*Natural-language object grounding data*
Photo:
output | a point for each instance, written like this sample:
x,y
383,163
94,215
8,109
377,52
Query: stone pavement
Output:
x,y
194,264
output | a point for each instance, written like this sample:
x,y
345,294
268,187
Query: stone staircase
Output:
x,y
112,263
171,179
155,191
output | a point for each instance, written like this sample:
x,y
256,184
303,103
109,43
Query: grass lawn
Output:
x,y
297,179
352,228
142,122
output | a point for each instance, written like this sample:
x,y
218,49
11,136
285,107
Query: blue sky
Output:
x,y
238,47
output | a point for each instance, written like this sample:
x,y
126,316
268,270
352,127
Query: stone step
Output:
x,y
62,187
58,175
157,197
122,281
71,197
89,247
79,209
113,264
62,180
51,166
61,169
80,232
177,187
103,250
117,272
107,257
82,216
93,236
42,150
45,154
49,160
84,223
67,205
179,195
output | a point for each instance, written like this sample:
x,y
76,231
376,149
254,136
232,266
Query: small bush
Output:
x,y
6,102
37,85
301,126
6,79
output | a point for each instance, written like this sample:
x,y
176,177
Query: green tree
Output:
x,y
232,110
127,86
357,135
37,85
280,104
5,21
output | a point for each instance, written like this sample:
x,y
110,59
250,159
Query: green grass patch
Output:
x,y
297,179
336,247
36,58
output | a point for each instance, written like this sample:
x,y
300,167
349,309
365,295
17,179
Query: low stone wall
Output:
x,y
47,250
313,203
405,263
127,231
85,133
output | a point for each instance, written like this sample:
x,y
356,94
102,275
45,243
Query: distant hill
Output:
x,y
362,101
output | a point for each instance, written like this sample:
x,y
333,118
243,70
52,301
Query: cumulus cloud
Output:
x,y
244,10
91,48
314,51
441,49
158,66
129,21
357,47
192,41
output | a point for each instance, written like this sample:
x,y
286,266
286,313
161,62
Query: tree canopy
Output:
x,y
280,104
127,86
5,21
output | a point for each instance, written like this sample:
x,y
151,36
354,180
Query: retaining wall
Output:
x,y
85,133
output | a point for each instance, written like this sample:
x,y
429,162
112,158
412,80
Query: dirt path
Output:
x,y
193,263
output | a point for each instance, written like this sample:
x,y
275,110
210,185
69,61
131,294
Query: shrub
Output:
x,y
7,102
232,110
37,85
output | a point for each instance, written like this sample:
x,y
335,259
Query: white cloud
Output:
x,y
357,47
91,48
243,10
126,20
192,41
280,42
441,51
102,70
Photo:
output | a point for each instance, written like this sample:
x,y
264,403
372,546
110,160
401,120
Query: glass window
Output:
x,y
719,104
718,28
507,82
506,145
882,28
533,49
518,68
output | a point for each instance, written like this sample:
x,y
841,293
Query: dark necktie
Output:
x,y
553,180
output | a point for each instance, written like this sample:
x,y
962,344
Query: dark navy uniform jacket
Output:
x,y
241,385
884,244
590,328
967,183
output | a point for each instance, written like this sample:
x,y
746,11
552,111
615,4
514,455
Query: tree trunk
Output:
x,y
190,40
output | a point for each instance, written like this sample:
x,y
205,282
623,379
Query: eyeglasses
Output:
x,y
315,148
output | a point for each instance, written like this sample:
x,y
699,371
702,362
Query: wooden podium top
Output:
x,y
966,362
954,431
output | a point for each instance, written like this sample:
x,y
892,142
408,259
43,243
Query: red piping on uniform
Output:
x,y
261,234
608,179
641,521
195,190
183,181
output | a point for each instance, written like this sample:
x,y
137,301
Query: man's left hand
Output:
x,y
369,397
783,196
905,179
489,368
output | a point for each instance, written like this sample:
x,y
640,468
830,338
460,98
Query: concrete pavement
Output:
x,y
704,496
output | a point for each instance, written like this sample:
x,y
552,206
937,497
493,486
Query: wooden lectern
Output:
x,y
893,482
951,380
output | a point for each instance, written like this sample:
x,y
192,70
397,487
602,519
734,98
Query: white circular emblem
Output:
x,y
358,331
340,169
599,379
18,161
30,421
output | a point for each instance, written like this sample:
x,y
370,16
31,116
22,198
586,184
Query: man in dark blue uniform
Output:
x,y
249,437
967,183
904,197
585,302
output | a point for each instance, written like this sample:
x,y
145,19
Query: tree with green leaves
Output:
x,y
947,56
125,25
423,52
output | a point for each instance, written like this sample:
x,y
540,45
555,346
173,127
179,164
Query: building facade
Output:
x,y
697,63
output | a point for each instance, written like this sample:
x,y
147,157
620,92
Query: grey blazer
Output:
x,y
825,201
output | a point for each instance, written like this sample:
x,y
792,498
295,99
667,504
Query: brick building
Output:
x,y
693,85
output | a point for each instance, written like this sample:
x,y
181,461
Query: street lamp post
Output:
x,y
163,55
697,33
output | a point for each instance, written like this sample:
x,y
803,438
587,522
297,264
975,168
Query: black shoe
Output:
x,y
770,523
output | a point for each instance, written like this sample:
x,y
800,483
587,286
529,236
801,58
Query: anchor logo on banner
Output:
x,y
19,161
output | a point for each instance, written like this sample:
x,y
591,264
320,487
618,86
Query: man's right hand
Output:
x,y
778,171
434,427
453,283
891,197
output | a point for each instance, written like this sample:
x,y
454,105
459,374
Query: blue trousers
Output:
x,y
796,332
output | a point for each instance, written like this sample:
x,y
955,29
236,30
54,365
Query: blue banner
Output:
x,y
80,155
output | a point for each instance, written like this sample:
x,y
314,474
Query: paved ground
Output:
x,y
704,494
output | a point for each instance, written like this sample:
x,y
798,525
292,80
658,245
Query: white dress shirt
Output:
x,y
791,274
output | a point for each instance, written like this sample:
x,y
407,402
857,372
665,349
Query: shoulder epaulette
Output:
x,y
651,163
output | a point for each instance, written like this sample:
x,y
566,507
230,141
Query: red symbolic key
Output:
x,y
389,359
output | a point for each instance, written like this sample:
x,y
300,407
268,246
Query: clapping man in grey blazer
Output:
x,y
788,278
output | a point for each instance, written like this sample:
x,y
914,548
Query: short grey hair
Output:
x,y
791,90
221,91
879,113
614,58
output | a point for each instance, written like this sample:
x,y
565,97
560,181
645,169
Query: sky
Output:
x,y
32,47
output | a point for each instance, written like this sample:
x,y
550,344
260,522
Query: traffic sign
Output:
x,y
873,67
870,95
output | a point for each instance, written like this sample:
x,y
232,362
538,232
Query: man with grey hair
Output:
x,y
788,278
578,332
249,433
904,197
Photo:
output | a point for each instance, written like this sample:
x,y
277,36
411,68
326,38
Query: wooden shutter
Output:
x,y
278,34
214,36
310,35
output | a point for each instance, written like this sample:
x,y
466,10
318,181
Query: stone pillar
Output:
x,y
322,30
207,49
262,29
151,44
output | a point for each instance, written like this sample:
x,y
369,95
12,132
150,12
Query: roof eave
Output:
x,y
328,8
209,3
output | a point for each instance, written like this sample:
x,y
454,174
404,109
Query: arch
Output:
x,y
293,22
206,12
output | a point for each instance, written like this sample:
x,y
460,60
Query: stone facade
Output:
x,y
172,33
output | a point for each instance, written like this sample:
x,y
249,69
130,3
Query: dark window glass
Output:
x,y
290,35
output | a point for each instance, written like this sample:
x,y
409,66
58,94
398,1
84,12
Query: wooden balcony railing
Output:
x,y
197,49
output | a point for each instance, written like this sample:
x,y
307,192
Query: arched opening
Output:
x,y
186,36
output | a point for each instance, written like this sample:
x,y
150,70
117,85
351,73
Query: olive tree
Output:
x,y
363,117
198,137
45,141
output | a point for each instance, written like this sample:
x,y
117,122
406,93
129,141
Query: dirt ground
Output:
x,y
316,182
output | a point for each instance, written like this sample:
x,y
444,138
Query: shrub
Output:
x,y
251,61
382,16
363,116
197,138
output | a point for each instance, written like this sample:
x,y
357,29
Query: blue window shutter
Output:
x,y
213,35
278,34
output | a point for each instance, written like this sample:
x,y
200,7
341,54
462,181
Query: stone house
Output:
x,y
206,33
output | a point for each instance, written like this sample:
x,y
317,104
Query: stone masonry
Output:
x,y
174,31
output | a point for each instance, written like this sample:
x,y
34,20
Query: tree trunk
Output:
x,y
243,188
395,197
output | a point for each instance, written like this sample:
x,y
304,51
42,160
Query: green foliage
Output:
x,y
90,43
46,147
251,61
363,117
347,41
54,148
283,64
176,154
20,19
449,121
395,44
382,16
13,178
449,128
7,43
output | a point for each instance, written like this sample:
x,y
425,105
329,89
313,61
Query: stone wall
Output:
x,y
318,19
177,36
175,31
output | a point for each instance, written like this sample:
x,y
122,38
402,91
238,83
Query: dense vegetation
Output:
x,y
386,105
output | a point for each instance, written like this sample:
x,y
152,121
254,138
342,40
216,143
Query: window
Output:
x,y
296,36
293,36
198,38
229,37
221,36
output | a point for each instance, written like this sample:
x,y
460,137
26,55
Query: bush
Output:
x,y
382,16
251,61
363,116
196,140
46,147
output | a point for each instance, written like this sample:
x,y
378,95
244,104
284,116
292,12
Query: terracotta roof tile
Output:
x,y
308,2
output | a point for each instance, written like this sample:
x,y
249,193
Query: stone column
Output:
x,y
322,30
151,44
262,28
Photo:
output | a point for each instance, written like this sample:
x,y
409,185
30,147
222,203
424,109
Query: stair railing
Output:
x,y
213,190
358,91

*Work item*
Search the data for "hand". Copy every line that has it.

*Your response*
Query: man's left hand
Query: man's right hand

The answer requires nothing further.